Photo labels with bounding boxes:
○ ○ ○ ○ ○ ○ ○

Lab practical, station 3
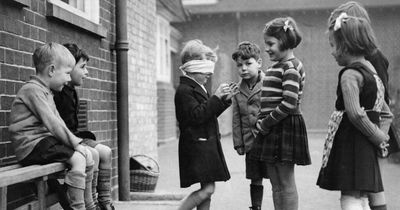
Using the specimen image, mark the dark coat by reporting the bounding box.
[175,77,230,187]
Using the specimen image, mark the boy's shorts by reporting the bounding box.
[20,136,75,166]
[246,154,269,179]
[75,131,99,148]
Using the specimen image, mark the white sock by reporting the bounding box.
[361,196,371,210]
[340,195,364,210]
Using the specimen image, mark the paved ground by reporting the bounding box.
[156,134,400,210]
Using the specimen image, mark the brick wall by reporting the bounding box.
[177,7,400,132]
[0,0,117,205]
[127,0,157,157]
[157,82,177,143]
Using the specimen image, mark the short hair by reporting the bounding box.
[32,42,75,73]
[180,39,218,64]
[263,17,301,50]
[63,43,89,62]
[329,16,377,56]
[232,41,261,61]
[328,1,371,26]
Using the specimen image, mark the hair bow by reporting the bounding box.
[283,20,293,32]
[333,12,349,31]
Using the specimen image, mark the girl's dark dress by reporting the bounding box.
[175,76,230,187]
[317,63,384,192]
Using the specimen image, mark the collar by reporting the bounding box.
[28,75,53,94]
[183,75,207,93]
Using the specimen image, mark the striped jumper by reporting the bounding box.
[260,58,305,129]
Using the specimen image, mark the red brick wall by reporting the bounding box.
[177,7,400,131]
[157,82,177,143]
[127,0,157,158]
[0,0,117,204]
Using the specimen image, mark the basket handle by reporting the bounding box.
[132,154,160,173]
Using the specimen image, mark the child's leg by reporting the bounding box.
[250,178,264,210]
[178,182,215,210]
[368,191,387,210]
[268,163,298,210]
[85,146,99,209]
[95,144,112,209]
[368,158,386,210]
[340,191,369,210]
[65,152,86,210]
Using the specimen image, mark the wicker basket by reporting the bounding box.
[130,155,160,192]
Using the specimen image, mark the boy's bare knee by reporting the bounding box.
[67,152,86,172]
[87,146,100,162]
[96,145,112,162]
[200,184,215,198]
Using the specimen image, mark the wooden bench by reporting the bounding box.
[0,163,66,210]
[0,100,88,210]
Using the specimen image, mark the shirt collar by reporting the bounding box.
[28,75,51,93]
[183,75,207,93]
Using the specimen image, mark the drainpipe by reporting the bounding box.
[115,0,130,201]
[235,12,242,45]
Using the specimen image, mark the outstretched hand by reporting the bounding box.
[225,82,239,100]
[215,82,239,100]
[256,119,269,135]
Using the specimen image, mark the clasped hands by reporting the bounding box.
[256,119,270,135]
[215,82,239,100]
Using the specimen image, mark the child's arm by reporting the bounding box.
[379,102,393,133]
[232,97,244,155]
[261,68,301,131]
[340,70,389,145]
[175,89,230,126]
[24,92,82,148]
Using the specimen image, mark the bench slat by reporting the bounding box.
[0,164,22,172]
[0,163,66,187]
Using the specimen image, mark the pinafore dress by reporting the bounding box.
[317,63,385,192]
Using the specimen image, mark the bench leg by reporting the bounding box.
[0,186,7,210]
[36,176,47,210]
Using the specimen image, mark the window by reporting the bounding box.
[157,16,171,82]
[182,0,218,5]
[47,0,100,24]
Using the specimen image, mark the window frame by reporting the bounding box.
[47,0,100,24]
[156,15,172,83]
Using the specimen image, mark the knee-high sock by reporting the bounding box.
[250,184,264,207]
[272,189,282,210]
[361,196,371,210]
[178,190,210,210]
[65,170,86,210]
[197,198,211,210]
[281,190,299,210]
[340,195,363,210]
[92,170,99,206]
[84,165,96,210]
[97,168,111,208]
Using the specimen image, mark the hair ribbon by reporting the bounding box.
[283,20,294,32]
[333,12,349,31]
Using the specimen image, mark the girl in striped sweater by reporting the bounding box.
[250,17,311,210]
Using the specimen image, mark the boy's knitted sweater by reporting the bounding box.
[260,58,305,129]
[8,76,80,160]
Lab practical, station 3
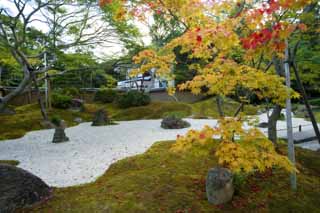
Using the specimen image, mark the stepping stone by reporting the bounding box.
[296,140,320,151]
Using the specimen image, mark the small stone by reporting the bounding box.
[206,168,234,205]
[91,109,112,126]
[73,117,82,124]
[52,120,69,143]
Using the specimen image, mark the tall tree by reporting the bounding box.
[0,0,115,119]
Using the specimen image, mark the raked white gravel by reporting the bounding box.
[0,114,320,187]
[0,119,216,187]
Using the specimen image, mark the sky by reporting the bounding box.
[0,0,151,59]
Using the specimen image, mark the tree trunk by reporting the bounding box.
[0,65,31,113]
[33,76,49,121]
[291,63,320,143]
[268,105,281,146]
[216,95,224,117]
[268,56,285,146]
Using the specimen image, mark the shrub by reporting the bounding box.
[161,114,190,129]
[94,89,117,103]
[163,111,188,118]
[309,98,320,106]
[62,87,80,97]
[52,93,72,109]
[117,90,151,108]
[51,115,61,126]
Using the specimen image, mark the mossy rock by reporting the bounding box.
[161,116,190,129]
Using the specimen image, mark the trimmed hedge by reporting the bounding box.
[116,90,151,108]
[94,89,118,103]
[52,93,72,109]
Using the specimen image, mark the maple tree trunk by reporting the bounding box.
[216,95,224,117]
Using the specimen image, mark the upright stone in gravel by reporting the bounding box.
[52,120,69,143]
[206,168,234,205]
[91,109,111,126]
[0,164,51,213]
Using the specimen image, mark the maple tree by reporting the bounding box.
[100,0,314,175]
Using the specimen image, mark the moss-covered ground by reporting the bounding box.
[17,141,320,213]
[0,98,257,140]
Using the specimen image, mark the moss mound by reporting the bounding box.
[113,102,192,120]
[24,142,320,213]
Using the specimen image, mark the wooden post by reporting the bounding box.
[47,75,52,110]
[284,41,297,190]
[291,62,320,143]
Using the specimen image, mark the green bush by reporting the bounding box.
[309,98,320,106]
[116,90,151,108]
[51,115,61,126]
[52,93,72,109]
[62,87,80,97]
[94,89,117,103]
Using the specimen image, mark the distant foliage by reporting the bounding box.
[116,90,151,108]
[172,118,295,173]
[52,93,72,109]
[62,87,80,97]
[94,89,117,103]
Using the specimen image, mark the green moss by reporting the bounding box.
[21,142,320,213]
[113,102,192,120]
[0,160,20,166]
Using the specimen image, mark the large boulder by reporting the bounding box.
[70,98,85,112]
[206,168,234,205]
[0,164,51,213]
[52,120,69,143]
[161,116,190,129]
[91,109,113,126]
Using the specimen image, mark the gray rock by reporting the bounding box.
[0,107,16,115]
[73,117,82,124]
[258,122,268,128]
[52,120,69,143]
[161,116,190,129]
[91,109,112,126]
[206,168,234,205]
[0,164,51,213]
[40,121,55,129]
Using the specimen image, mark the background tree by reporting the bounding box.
[0,0,119,119]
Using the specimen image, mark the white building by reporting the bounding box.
[117,69,173,91]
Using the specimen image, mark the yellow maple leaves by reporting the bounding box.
[171,118,296,173]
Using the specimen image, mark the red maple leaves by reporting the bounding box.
[241,23,284,50]
[241,28,272,49]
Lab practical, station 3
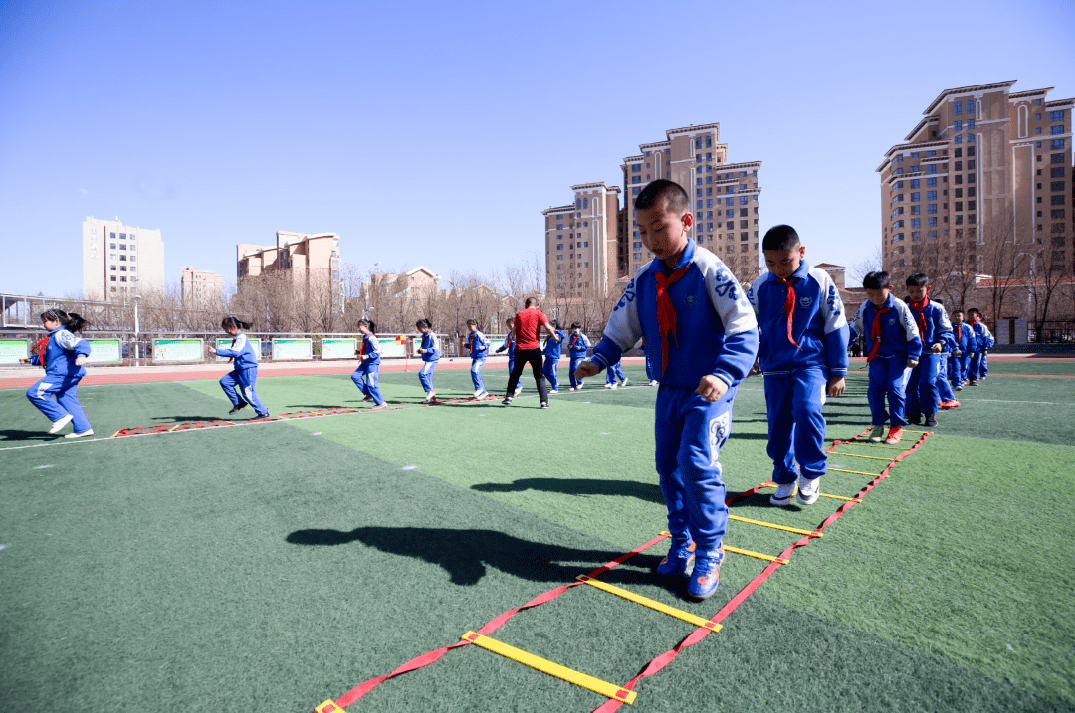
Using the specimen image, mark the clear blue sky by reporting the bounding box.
[0,0,1075,295]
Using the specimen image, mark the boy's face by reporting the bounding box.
[866,287,892,306]
[763,245,806,280]
[635,198,694,268]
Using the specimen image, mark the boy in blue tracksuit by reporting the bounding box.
[541,319,568,394]
[851,270,922,445]
[19,309,94,438]
[207,317,269,418]
[905,272,951,428]
[747,225,848,505]
[467,319,489,399]
[576,180,758,600]
[568,322,590,391]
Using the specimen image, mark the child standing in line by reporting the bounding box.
[350,319,388,411]
[467,319,489,399]
[576,180,758,600]
[852,270,922,445]
[415,319,441,403]
[747,225,848,505]
[207,317,269,418]
[542,319,568,394]
[568,322,590,391]
[19,309,94,438]
[906,272,951,428]
[497,317,522,396]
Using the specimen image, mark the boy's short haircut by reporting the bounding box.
[862,270,892,289]
[634,179,690,215]
[761,225,799,252]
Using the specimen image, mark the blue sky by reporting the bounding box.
[0,0,1075,295]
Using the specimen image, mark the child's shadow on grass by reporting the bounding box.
[287,527,660,586]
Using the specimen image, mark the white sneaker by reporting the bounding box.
[48,414,74,433]
[769,481,798,505]
[796,475,821,505]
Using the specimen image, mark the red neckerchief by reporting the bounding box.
[656,262,694,371]
[773,277,803,352]
[866,306,892,363]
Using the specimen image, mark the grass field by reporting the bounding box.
[0,361,1075,713]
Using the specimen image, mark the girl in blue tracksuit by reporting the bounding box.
[568,322,590,391]
[415,319,441,403]
[350,319,388,410]
[19,309,94,438]
[541,319,568,394]
[467,319,489,399]
[209,317,269,418]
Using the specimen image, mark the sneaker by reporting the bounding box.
[796,475,821,505]
[769,481,797,505]
[48,414,74,433]
[654,542,694,576]
[687,543,725,601]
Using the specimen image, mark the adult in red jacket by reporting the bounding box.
[504,297,560,409]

○ ○ ○ ○ ○ ○ ○

Given instruction: Write out again the stretch of rows from the start of the rows through the one containing "[75,131,99,148]", requests included, and increase every bounding-box coordinate in the answers by 76. Leave the pictures out of your answer.

Answer for this exercise:
Lab practical, station 3
Using the specimen image, mark the dark coat by reporting the bounding box.
[251,153,306,263]
Using the specimen image, mark the boy's shorts by reporting the bounding box.
[96,212,151,242]
[322,230,345,255]
[151,207,175,224]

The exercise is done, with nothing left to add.